Records for processing:
####
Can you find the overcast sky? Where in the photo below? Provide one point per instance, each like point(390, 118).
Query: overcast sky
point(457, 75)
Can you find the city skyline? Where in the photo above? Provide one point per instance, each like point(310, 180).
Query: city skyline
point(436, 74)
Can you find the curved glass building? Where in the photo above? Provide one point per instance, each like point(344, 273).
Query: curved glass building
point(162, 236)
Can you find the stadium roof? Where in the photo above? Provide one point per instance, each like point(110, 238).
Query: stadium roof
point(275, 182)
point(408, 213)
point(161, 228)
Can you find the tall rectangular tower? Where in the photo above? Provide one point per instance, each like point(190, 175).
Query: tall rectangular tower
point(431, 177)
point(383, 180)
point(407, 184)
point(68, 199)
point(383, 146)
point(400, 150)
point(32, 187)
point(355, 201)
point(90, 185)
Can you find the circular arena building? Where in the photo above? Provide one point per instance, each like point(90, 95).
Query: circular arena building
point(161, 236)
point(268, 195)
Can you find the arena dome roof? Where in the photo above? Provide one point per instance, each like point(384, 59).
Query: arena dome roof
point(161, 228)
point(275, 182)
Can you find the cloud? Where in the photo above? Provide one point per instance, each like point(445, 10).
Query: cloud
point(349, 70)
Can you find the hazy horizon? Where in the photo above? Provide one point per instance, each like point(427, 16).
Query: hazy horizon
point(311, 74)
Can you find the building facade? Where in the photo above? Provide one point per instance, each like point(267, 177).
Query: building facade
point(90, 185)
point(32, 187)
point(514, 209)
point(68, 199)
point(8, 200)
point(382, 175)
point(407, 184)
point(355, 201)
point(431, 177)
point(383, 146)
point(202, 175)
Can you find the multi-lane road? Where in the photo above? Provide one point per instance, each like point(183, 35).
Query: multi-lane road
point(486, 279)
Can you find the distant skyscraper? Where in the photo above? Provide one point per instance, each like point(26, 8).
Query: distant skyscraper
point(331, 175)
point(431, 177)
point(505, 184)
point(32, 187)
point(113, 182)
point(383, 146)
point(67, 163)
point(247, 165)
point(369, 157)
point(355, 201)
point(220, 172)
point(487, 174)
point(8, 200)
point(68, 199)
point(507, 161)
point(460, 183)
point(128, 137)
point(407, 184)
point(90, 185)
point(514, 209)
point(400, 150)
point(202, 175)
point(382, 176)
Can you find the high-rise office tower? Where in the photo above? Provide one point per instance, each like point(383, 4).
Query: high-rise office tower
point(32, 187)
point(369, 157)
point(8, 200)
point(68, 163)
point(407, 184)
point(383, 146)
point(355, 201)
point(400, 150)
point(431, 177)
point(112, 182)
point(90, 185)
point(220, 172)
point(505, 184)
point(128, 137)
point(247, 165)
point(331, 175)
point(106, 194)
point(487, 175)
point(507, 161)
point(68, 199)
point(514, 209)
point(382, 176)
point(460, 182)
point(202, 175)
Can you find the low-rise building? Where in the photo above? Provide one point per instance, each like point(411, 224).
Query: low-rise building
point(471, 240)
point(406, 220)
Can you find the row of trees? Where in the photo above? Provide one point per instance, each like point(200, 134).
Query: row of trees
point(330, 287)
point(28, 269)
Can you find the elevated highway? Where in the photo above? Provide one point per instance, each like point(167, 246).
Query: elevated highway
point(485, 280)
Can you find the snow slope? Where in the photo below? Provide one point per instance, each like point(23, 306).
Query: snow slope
####
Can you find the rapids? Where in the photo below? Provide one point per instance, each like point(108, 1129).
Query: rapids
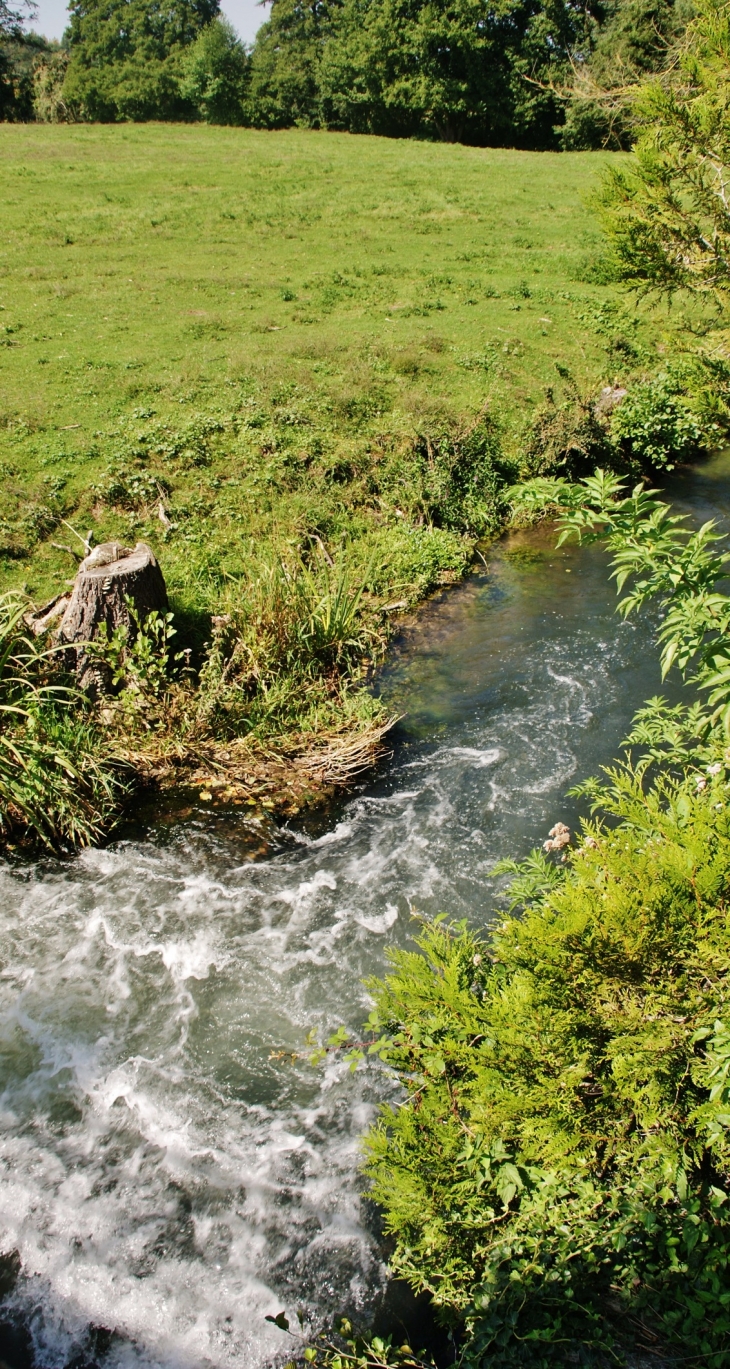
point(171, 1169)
####
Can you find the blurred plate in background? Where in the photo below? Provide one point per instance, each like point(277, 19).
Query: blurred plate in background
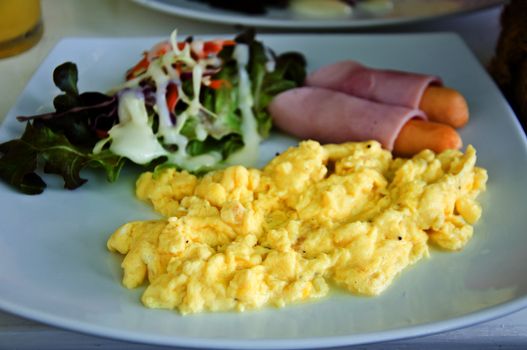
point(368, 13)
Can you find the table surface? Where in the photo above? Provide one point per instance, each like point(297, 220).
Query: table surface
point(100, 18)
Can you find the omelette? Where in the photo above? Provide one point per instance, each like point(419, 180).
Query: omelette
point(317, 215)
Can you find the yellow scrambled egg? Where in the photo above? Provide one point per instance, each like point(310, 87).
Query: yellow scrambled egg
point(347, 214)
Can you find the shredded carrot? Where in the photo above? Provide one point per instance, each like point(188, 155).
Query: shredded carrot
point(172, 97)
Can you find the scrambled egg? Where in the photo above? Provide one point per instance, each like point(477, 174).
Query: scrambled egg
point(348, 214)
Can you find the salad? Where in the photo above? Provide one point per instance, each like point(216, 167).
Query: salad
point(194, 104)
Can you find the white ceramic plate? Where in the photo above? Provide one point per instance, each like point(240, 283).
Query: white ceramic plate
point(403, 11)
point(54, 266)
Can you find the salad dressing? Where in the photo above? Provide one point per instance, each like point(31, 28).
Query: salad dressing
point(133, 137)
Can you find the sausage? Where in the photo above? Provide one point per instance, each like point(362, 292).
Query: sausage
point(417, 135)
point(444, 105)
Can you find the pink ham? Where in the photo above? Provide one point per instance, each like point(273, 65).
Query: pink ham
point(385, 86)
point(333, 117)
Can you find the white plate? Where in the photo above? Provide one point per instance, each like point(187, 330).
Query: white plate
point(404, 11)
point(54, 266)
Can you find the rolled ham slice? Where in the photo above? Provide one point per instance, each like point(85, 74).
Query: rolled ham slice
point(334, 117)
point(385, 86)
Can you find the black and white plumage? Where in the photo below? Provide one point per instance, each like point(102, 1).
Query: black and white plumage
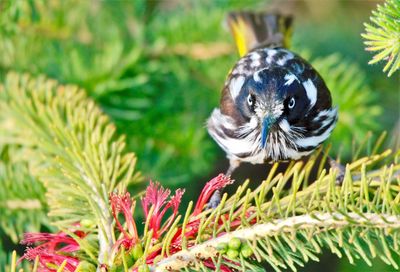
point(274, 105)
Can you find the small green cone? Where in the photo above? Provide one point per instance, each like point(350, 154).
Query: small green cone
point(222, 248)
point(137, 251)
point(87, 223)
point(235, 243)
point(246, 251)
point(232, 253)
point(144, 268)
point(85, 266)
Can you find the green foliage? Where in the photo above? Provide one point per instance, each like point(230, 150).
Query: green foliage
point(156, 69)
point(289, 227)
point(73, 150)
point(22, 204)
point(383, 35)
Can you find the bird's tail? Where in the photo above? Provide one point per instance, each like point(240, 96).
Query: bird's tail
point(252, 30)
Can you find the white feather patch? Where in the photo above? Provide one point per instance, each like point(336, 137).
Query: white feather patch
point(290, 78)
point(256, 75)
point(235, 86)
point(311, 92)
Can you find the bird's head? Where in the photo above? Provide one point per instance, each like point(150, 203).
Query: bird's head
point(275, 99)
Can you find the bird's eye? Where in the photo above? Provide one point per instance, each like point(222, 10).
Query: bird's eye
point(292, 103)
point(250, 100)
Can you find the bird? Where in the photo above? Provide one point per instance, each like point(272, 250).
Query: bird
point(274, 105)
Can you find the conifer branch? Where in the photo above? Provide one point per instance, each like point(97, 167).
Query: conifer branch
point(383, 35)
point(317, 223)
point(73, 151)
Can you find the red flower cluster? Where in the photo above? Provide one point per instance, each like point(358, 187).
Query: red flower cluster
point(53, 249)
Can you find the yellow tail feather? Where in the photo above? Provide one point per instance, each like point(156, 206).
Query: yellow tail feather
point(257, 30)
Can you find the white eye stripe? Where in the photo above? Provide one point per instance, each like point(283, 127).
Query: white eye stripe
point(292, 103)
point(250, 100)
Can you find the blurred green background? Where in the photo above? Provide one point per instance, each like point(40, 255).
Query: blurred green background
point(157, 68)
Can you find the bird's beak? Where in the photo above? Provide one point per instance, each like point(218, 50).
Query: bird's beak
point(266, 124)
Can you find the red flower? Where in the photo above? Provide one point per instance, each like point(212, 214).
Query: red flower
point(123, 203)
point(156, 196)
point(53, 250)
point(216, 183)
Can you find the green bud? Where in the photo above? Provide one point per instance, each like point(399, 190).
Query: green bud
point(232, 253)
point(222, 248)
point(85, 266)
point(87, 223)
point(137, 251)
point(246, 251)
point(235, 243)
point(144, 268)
####
Problem requirements:
Update the material from the line with "Can you find the elevated" to the line with "Query: snow slope" by changing "one point per instance" to "a separate point for each instance". Keep everything else in those lines unchanged.

Full solution:
Can you find the elevated highway? Where in the photo above? Provide a separate point for each instance, each like point(167, 246).
Query: elevated highway
point(485, 280)
Can you find the snow slope? Where in the photo below? Provide a separate point for each instance, each like point(23, 306).
Query: snow slope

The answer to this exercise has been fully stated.